WHAT IS REQUIRED:
Report every line of the data where the string "rear" appears.

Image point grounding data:

§

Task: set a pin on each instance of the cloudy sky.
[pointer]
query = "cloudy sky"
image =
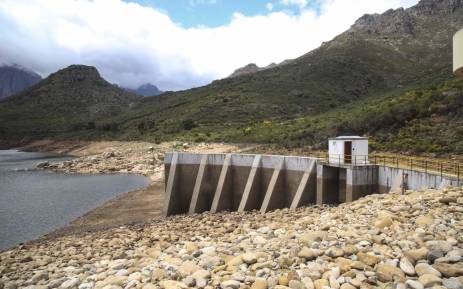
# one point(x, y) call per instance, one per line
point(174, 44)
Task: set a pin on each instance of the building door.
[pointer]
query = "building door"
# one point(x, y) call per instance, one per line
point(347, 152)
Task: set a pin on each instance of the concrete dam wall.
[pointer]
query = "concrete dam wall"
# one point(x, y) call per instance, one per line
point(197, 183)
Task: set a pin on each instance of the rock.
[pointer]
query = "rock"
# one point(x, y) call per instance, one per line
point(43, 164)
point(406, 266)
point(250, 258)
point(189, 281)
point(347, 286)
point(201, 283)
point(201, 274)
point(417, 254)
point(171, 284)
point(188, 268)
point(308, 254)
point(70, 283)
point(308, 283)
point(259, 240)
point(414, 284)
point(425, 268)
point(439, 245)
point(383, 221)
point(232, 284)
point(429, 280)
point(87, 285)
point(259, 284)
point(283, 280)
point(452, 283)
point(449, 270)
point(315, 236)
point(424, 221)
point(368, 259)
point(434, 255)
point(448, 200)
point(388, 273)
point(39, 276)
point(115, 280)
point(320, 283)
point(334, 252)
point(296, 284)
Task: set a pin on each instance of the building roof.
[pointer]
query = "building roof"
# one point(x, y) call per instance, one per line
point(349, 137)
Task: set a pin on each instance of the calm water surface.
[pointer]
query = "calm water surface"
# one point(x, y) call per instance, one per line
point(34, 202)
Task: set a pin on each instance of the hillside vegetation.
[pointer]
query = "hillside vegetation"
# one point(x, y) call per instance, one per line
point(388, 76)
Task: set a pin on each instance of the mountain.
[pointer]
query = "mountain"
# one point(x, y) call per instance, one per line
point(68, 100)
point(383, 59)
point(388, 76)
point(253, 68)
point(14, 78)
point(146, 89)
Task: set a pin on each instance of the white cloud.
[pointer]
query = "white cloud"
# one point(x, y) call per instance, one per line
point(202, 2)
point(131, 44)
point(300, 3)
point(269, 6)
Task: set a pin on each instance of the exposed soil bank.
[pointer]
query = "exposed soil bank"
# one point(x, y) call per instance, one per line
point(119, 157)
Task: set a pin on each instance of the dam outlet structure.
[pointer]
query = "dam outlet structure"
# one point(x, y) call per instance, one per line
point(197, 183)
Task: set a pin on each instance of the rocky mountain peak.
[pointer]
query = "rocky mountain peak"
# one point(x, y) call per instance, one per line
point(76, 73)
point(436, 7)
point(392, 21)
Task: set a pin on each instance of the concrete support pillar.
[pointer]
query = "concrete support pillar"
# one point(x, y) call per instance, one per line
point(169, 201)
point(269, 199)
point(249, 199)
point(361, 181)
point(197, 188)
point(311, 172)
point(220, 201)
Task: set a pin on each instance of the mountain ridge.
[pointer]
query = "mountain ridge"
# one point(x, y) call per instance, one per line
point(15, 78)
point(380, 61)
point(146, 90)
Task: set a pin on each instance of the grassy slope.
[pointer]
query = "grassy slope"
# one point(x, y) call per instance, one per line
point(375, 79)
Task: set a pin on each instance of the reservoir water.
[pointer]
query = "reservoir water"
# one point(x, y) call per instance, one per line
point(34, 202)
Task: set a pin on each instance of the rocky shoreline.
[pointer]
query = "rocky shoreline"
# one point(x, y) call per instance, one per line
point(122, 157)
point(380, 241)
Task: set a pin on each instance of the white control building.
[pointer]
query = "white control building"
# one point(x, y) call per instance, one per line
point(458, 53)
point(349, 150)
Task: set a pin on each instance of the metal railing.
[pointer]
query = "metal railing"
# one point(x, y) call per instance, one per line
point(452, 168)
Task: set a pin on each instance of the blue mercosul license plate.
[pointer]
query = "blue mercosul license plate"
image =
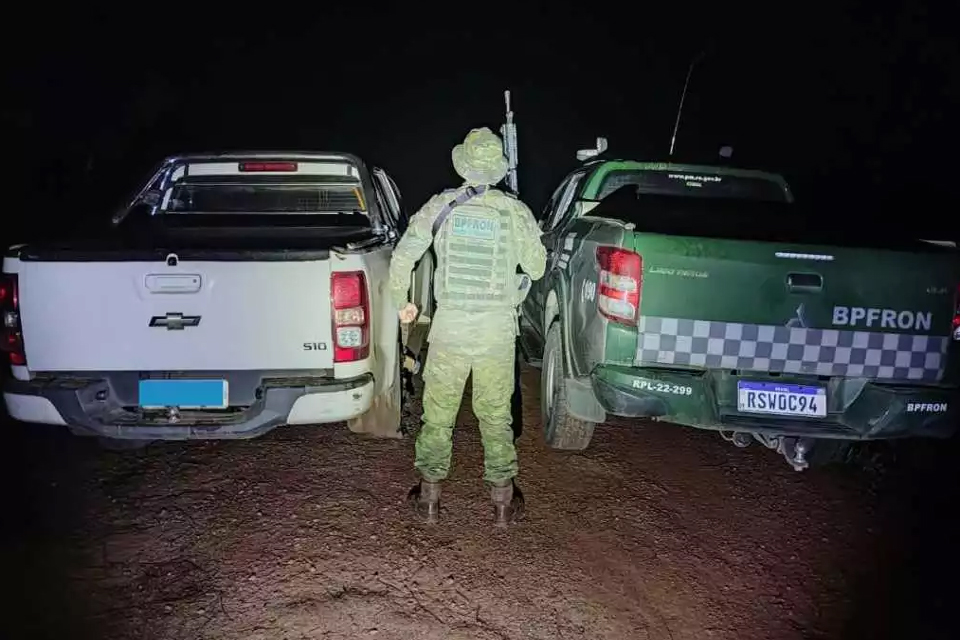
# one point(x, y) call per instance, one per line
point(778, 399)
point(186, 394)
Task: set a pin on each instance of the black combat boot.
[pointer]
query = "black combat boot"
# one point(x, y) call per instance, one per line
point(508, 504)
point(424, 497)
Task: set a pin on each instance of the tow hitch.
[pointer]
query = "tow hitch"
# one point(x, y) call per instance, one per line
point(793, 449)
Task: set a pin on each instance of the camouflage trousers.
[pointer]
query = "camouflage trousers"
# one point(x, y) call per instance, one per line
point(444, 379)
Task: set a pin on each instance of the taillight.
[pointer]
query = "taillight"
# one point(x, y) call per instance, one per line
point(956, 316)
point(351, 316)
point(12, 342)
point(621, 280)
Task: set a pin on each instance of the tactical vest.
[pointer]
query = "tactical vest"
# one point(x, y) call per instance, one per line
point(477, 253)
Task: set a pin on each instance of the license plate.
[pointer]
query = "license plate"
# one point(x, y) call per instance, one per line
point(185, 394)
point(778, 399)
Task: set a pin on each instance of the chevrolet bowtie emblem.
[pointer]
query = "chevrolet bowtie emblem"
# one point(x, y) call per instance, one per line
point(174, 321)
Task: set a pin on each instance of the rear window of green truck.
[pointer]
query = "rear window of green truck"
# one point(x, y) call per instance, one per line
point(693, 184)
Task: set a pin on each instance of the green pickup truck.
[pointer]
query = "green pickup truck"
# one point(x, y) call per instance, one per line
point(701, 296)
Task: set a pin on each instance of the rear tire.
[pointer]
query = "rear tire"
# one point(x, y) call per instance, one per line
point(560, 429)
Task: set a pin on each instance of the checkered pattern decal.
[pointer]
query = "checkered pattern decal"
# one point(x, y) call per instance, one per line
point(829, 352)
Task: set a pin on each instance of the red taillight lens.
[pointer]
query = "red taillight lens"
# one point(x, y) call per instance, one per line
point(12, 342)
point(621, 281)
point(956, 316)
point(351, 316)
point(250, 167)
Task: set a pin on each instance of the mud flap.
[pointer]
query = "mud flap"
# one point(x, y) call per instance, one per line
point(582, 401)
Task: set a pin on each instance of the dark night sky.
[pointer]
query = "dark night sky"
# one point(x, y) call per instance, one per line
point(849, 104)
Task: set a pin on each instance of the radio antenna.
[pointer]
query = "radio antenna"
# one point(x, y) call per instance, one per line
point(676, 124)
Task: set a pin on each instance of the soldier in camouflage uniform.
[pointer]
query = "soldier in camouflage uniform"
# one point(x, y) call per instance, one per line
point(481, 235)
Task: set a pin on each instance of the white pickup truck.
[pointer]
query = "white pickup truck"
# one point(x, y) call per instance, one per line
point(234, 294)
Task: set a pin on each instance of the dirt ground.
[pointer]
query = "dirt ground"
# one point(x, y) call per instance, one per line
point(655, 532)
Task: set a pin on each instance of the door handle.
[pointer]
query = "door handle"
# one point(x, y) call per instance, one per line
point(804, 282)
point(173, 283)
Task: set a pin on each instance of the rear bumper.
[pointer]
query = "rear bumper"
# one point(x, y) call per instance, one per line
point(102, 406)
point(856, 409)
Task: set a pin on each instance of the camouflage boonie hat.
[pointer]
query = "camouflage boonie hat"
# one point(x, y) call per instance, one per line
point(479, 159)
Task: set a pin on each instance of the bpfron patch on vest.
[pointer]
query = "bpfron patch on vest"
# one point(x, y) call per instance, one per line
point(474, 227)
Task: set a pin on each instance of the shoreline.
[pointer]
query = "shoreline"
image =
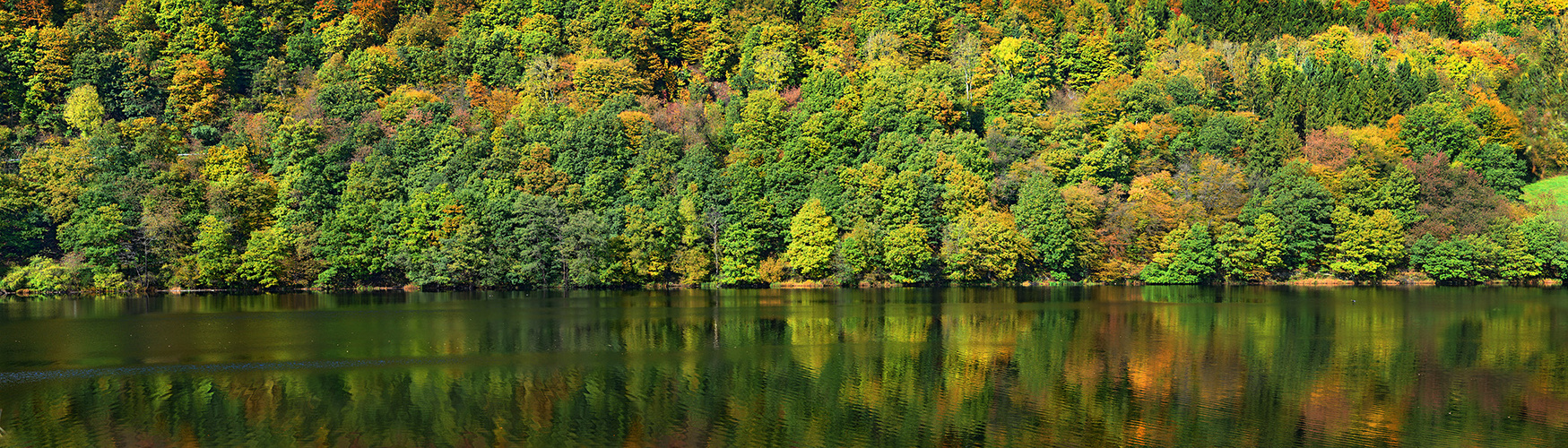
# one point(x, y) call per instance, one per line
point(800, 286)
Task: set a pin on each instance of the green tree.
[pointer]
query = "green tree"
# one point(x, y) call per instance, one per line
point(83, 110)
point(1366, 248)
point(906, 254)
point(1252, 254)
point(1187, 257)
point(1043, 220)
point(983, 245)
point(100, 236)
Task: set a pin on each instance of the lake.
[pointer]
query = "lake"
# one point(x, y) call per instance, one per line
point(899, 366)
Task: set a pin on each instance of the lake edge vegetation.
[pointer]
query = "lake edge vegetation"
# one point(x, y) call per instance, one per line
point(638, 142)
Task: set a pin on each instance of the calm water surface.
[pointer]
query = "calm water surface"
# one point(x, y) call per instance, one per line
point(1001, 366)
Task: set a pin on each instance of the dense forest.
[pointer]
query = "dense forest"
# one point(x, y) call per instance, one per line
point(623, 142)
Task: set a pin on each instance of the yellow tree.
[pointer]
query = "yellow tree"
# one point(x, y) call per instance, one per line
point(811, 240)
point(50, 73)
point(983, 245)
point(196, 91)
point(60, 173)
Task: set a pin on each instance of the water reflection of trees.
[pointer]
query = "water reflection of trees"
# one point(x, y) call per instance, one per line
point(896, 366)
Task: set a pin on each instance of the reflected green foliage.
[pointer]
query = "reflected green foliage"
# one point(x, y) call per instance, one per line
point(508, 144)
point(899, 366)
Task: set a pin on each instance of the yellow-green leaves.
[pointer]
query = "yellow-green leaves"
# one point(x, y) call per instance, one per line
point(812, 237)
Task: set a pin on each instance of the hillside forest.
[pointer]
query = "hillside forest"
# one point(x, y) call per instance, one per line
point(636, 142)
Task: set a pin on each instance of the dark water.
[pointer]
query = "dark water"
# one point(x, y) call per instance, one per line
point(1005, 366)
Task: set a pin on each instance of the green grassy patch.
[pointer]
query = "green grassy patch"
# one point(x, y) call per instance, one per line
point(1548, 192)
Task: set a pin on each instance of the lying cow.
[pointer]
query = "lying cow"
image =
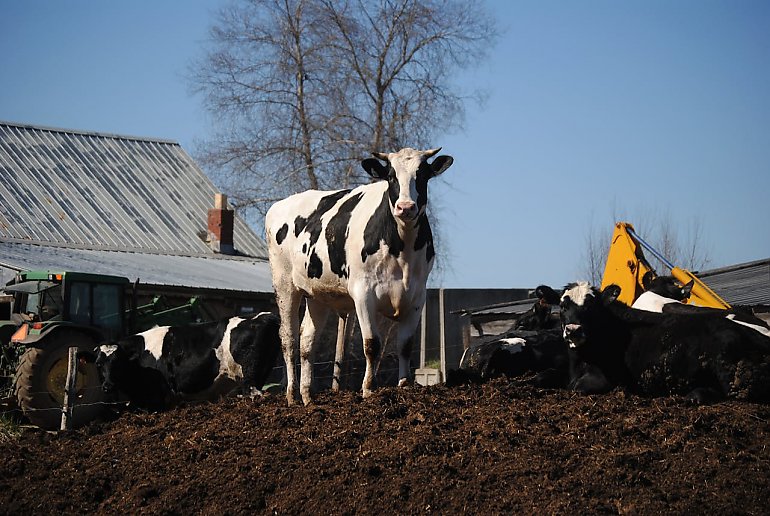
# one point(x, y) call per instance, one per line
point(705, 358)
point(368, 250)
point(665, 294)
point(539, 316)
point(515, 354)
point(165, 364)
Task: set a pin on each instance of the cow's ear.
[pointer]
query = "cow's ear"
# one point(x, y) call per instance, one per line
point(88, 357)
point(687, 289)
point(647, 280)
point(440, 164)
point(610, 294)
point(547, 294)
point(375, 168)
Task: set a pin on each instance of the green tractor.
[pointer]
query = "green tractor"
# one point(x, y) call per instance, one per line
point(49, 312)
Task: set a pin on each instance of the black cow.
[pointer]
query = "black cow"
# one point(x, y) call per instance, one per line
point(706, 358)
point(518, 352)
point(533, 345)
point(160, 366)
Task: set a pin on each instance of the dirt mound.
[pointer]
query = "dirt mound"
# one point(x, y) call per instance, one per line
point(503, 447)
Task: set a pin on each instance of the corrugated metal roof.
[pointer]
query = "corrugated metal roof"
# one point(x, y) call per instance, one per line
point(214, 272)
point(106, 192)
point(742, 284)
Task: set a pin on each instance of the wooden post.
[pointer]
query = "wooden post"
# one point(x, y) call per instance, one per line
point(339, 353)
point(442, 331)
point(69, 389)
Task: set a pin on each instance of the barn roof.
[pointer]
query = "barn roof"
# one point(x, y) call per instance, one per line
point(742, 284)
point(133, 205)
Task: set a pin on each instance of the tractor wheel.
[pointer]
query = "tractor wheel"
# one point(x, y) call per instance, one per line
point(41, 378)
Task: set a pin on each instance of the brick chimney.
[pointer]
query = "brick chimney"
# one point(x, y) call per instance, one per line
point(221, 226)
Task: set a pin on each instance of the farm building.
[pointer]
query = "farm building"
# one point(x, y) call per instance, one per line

§

WORKED SOLUTION:
Task: set a pin on each instance of the rear window of green truck.
query = "rear window of green truck"
Task: set a pin on each instance of the rear tire.
query = "rear tire"
Task: set a pin on each instance of the rear bumper.
query = "rear bumper"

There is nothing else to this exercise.